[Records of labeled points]

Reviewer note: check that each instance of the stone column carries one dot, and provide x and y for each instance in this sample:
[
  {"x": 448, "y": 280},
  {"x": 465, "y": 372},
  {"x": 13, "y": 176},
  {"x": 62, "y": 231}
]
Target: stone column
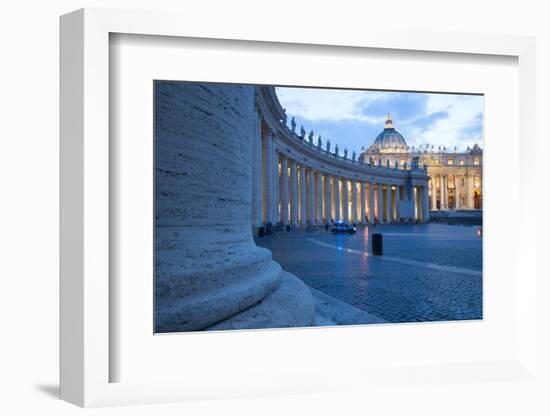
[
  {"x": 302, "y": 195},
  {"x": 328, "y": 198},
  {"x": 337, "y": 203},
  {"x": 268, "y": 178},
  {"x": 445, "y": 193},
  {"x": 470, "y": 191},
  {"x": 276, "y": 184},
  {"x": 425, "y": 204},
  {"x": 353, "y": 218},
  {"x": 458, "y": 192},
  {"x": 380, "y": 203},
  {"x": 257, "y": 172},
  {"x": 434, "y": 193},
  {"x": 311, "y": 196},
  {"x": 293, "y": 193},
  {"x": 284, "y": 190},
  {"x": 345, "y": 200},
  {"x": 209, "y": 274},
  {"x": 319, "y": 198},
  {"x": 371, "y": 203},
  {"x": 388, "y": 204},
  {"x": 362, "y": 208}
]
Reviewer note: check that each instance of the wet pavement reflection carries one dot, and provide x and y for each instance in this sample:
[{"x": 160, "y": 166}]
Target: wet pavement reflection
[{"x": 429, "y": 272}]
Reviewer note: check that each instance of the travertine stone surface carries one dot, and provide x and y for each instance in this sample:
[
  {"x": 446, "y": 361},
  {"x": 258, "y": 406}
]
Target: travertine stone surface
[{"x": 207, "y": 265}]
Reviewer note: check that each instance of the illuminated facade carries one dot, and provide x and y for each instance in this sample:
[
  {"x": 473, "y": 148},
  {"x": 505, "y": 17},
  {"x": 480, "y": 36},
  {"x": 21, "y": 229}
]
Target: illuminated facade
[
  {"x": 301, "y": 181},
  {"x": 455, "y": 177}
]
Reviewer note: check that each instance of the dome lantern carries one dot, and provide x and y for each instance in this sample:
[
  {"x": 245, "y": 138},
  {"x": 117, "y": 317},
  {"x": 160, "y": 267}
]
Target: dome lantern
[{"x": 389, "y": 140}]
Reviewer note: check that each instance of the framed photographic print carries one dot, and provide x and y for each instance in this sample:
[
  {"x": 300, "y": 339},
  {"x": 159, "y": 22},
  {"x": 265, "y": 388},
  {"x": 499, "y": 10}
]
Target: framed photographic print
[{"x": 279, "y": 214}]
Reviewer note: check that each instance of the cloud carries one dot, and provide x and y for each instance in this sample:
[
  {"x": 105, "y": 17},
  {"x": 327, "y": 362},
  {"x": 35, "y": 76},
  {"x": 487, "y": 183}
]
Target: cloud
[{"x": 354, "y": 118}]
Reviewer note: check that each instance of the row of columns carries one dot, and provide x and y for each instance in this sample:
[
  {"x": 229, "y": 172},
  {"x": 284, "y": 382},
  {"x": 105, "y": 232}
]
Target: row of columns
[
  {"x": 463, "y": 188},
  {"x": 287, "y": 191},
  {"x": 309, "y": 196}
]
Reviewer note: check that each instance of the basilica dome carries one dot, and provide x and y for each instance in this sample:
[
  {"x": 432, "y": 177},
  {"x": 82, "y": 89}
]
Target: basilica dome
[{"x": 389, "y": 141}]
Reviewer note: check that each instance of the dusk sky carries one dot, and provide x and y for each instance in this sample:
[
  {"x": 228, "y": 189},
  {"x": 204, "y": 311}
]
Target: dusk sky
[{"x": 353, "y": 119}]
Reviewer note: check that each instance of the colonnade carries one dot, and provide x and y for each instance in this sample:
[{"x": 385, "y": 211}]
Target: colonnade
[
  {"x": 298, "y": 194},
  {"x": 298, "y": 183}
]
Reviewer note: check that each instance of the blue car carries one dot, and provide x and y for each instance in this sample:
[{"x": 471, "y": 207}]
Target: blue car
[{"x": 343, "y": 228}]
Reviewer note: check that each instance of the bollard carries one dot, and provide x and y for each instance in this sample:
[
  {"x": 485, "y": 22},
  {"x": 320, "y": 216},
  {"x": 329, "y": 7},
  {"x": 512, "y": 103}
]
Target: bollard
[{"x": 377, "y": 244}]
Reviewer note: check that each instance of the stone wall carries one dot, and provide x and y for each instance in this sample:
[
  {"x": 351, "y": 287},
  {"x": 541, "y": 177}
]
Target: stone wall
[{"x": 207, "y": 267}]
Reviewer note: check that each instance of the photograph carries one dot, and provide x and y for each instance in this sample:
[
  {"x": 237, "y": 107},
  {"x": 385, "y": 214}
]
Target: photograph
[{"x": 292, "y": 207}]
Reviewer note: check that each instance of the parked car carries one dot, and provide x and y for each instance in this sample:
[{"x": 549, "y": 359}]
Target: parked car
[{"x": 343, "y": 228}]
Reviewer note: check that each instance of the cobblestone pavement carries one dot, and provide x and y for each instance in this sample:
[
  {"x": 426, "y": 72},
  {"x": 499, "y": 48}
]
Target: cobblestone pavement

**EXERCISE BRIEF**
Write out the whole listing again, exactly, with no pictures.

**TASK RESULT**
Reviewer note: check that each instance of the stone column carries one dot, and provide x and y for each instance in this sample:
[
  {"x": 448, "y": 280},
  {"x": 465, "y": 372},
  {"x": 13, "y": 176},
  {"x": 62, "y": 231}
]
Target: stone column
[
  {"x": 302, "y": 195},
  {"x": 328, "y": 198},
  {"x": 337, "y": 203},
  {"x": 268, "y": 178},
  {"x": 445, "y": 193},
  {"x": 470, "y": 191},
  {"x": 276, "y": 184},
  {"x": 425, "y": 204},
  {"x": 353, "y": 218},
  {"x": 458, "y": 192},
  {"x": 380, "y": 203},
  {"x": 257, "y": 172},
  {"x": 434, "y": 193},
  {"x": 311, "y": 196},
  {"x": 293, "y": 193},
  {"x": 284, "y": 190},
  {"x": 345, "y": 200},
  {"x": 209, "y": 274},
  {"x": 319, "y": 198},
  {"x": 371, "y": 203},
  {"x": 388, "y": 204},
  {"x": 362, "y": 208}
]
Reviewer note: check that each instance of the wet pavement reflection carries one dot, and provide x and y for each instance in this sample:
[{"x": 160, "y": 166}]
Target: wet pavement reflection
[{"x": 429, "y": 272}]
Reviewer note: check that each instance of the travertine stone surface carries one dot, and provide x and y for each instance in this sample:
[
  {"x": 446, "y": 361},
  {"x": 258, "y": 406}
]
Target: travertine stone surface
[{"x": 207, "y": 265}]
Reviewer note: check that each instance of the illuminated facade carries one dot, and provide x and y for each instance in this sample:
[
  {"x": 473, "y": 148},
  {"x": 505, "y": 17},
  {"x": 480, "y": 36},
  {"x": 21, "y": 229}
]
Target: illuminated facade
[
  {"x": 301, "y": 181},
  {"x": 455, "y": 177}
]
Reviewer note: check that each instance of the dome lantern carries one dot, and provide x and y for each instance in this sample:
[
  {"x": 245, "y": 138},
  {"x": 117, "y": 317},
  {"x": 160, "y": 267}
]
Target: dome lantern
[{"x": 389, "y": 140}]
Reviewer note: check that each instance of the framed photographic print carries one dot, and provide x and y for each instance in this sample:
[
  {"x": 300, "y": 339},
  {"x": 159, "y": 22},
  {"x": 265, "y": 388},
  {"x": 499, "y": 10}
]
Target: framed photographic print
[{"x": 279, "y": 214}]
Reviewer note: check that each instance of the cloud carries one dot, and provide x and y for each instance in this sample:
[
  {"x": 105, "y": 17},
  {"x": 327, "y": 362},
  {"x": 35, "y": 76},
  {"x": 487, "y": 183}
]
Target: cloud
[{"x": 354, "y": 118}]
Reviewer note: check that each instance of the row of columns carries one dot, and provide x and y for each instance in this sample:
[
  {"x": 229, "y": 172},
  {"x": 284, "y": 382},
  {"x": 105, "y": 232}
]
Target: row of columns
[
  {"x": 463, "y": 188},
  {"x": 287, "y": 191},
  {"x": 309, "y": 196}
]
Reviewer note: check that each instance of the basilica dome carries one dot, and provide x and y for each instance in this sample:
[
  {"x": 432, "y": 177},
  {"x": 82, "y": 89}
]
Target: basilica dome
[{"x": 389, "y": 141}]
Reviewer note: check that each instance of the dusk sky carries one dot, and provide x and y for each instance in this sample:
[
  {"x": 228, "y": 189},
  {"x": 204, "y": 311}
]
Target: dusk sky
[{"x": 353, "y": 119}]
Reviewer note: check that each instance of the colonnade carries one dot, and provide x and y for each instance in this sample:
[{"x": 385, "y": 211}]
Target: colonnade
[
  {"x": 298, "y": 194},
  {"x": 298, "y": 183}
]
Reviewer note: check that each instance of the blue car carries one dot, and provide x and y for each instance in this sample:
[{"x": 471, "y": 207}]
Target: blue car
[{"x": 343, "y": 228}]
Reviewer note: check that each instance of the bollard carries one dot, and provide x and y for each instance in this sample:
[
  {"x": 485, "y": 22},
  {"x": 320, "y": 216},
  {"x": 329, "y": 7},
  {"x": 512, "y": 103}
]
Target: bollard
[{"x": 377, "y": 244}]
Reviewer note: check that each instance of the stone wall carries one dot, and provide x and y for each instance in this sample:
[
  {"x": 351, "y": 287},
  {"x": 541, "y": 177}
]
Target: stone wall
[{"x": 207, "y": 267}]
Reviewer note: check that each instance of the photograph carries one dot, and provide x and y for each instance in this sample:
[
  {"x": 237, "y": 107},
  {"x": 385, "y": 214}
]
Target: photograph
[{"x": 292, "y": 207}]
Reviewer note: check that each instance of the parked car carries one dot, and provide x and y for each instance in this sample:
[{"x": 549, "y": 359}]
Target: parked car
[{"x": 343, "y": 228}]
Reviewer note: check that each instance of the cobblestone pavement carries one dot, and provide x and y for each instance in this sample:
[
  {"x": 426, "y": 72},
  {"x": 499, "y": 48}
]
Target: cobblestone pavement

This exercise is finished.